=== Extracted records ===

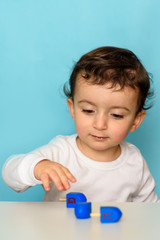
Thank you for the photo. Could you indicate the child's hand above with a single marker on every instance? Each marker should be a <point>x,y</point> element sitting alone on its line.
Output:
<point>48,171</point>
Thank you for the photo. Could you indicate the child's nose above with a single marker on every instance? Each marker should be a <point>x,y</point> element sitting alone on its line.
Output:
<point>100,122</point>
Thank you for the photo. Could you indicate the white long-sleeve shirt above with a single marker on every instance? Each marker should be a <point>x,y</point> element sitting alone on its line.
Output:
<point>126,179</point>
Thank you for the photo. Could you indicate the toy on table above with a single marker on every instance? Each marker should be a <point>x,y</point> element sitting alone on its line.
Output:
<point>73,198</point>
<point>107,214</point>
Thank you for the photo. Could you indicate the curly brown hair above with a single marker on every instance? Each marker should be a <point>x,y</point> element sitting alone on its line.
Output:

===
=== Extracted records ===

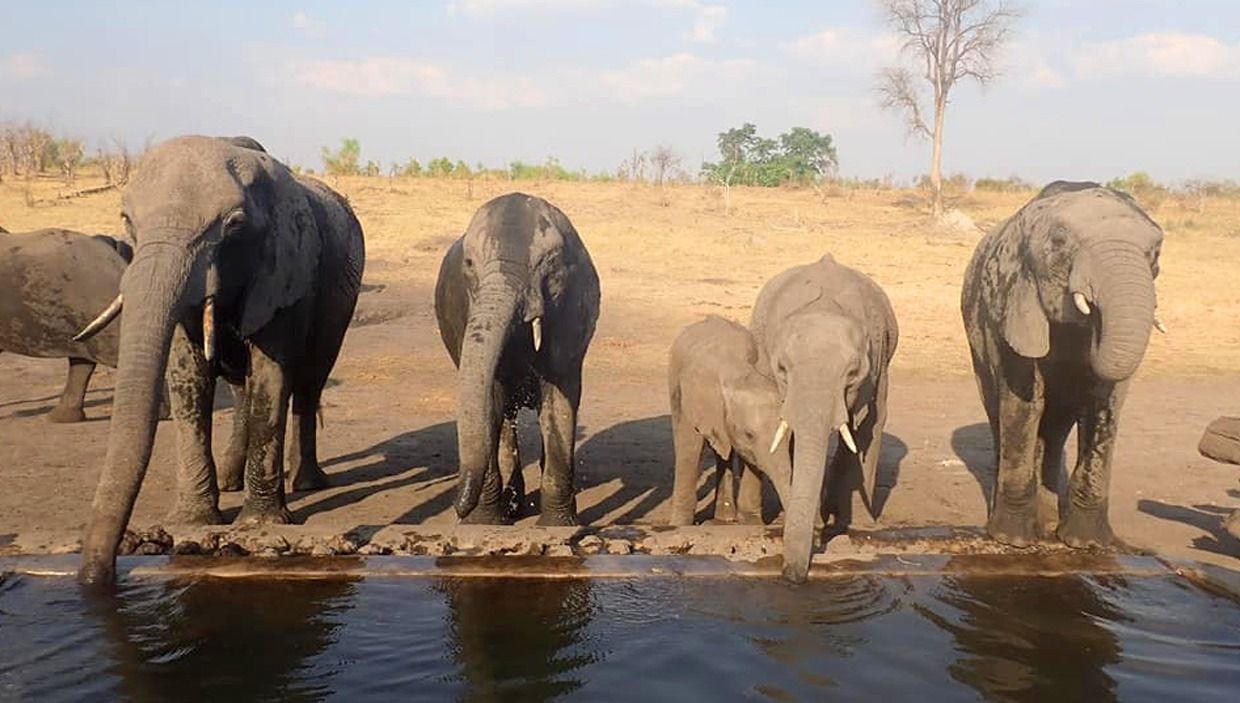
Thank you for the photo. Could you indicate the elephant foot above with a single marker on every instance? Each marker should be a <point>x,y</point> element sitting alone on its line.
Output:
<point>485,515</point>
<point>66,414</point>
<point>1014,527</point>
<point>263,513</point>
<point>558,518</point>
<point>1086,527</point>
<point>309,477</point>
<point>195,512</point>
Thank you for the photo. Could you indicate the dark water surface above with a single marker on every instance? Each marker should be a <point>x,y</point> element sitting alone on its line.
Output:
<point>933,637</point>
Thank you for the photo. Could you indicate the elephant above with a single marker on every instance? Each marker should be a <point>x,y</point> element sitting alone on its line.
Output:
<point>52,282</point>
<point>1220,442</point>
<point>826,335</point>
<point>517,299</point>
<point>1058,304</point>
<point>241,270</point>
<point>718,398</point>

===
=== Extracted records ===

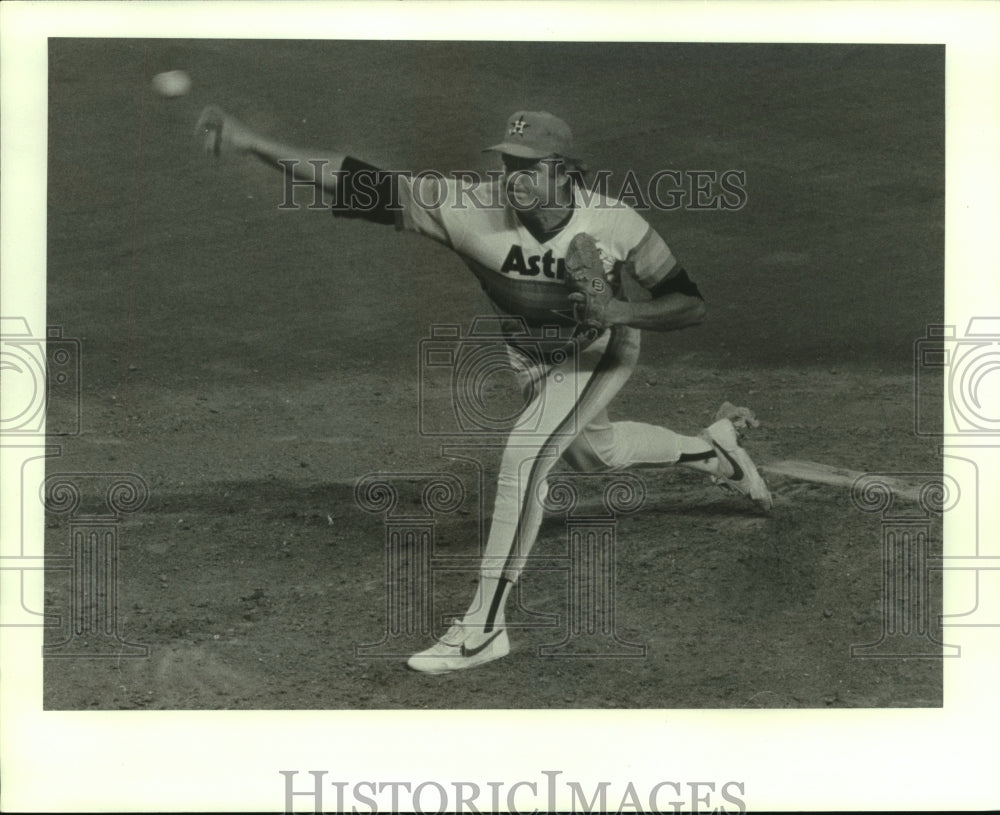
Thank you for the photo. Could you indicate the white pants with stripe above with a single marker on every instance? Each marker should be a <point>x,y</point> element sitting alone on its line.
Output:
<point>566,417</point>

===

Print the listing lines verbatim, beginning with the line that contains "Thank you for the photo. Could you indicate the child's nose" and stopping after the line that contains "<point>126,179</point>". Both of those lines are included.

-- Result of this exercise --
Thank you for the photo. Could you indicate the child's nose above with a single marker on every instance? Each marker should be a <point>x,y</point> element sitting alone on its line.
Output:
<point>100,122</point>
Thank you for the photo. Could you indicate the white long-sleeve shirt above with a single marker on every instance? Each marker should be a <point>x,y</point> element sitting alone on its line.
Output:
<point>126,179</point>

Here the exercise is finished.